Passage provided:
What I didn’t know was that Brooks was the first black poet to win a Pulitzer Prize and the first black woman to work in the Library Of Congress. She was definitely a poet I wanted to know better.
And her story would be closer to me than I thought for her life as a writer began here on Chicago’s Southside. She moved from Topeka, Kansas to the neighborhood of Bronzeville in Chicago when she was very young. And when she was thirteen, she published her first poem. When she was seventeen, she was published regularly in Chicago Defender.
Like her, I’ve been writing since I was very young, using my words as a way to tell stories.
My favorite poem is “Truth” because it expresses sadness and hope clearly. It is beautiful.
Not only did my fascination with Brooks connect with her amazing work and award-winning poetry, but where her story takes place. She attended community college at what is now known as Kennedy-King College where I’m working at my internship.
Not far from Kennedy-King is the South Side Community Arts Center where Brooks developed her writing career.
Being one of the most important members of the African-American artist community, Brooks sat in the piano and wrote.
Brooks’ work has been very influential. Her poems address racial issues and political inequalities.
The poem collection that won her the Pulitzer Prize was Annie Allen, which tells the story of a young black girl becoming an adult and carries comments on social issues, such as women and their role.
This year we celebrate the hundredth anniversary of her birth, just as the American Writers Museum opens in Chicago. Brooks is featured in the gallery of local and in the national writers.
Learning about Brooks has been an amazing journey. She is only one of the many writers I will get to know throughout my life.

Data section:
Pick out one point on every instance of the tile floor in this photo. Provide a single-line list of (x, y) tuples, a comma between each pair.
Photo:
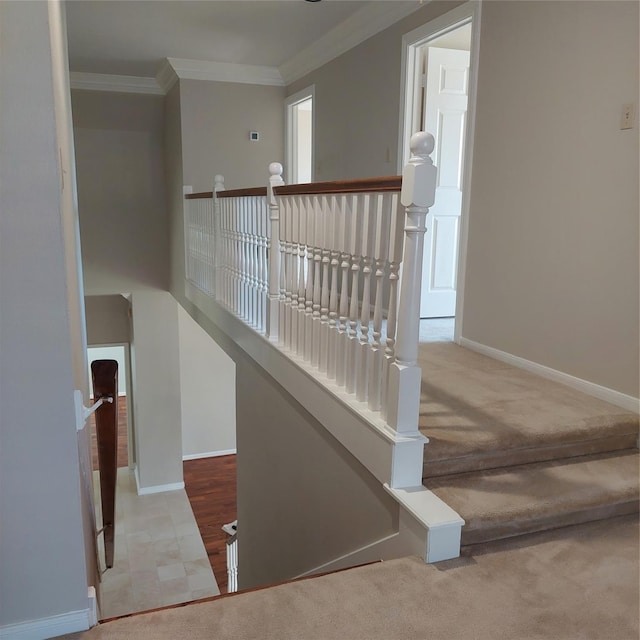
[(159, 556)]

Task set:
a - Reproduce the stretch of the passage about Brooks from "Being one of" through "the national writers.", word for word.
b - Summarize the passage about Brooks in two sentences.

Outputs:
a -
Being one of the most important members of the African-American artist community, Brooks sat in the piano and wrote.
Brooks’ work has been very influential. Her poems address racial issues and political inequalities.
The poem collection that won her the Pulitzer Prize was Annie Allen, which tells the story of a young black girl becoming an adult and carries comments on social issues, such as women and their role.
This year we celebrate the hundredth anniversary of her birth, just as the American Writers Museum opens in Chicago. Brooks is featured in the gallery of local and in the national writers.

b - Brooks, the first black poet to win a Pulitzer Prize, moved from Topeka, Kansas to Chicago's Bronzeville neighborhood when she was very young, published her first poem at thirteen, and developed her writing career at the South Side Community Arts Center. Her influential poems address racial issues and political inequalities, and her Pulitzer-winning collection Annie Allen tells the story of a young black girl becoming an adult.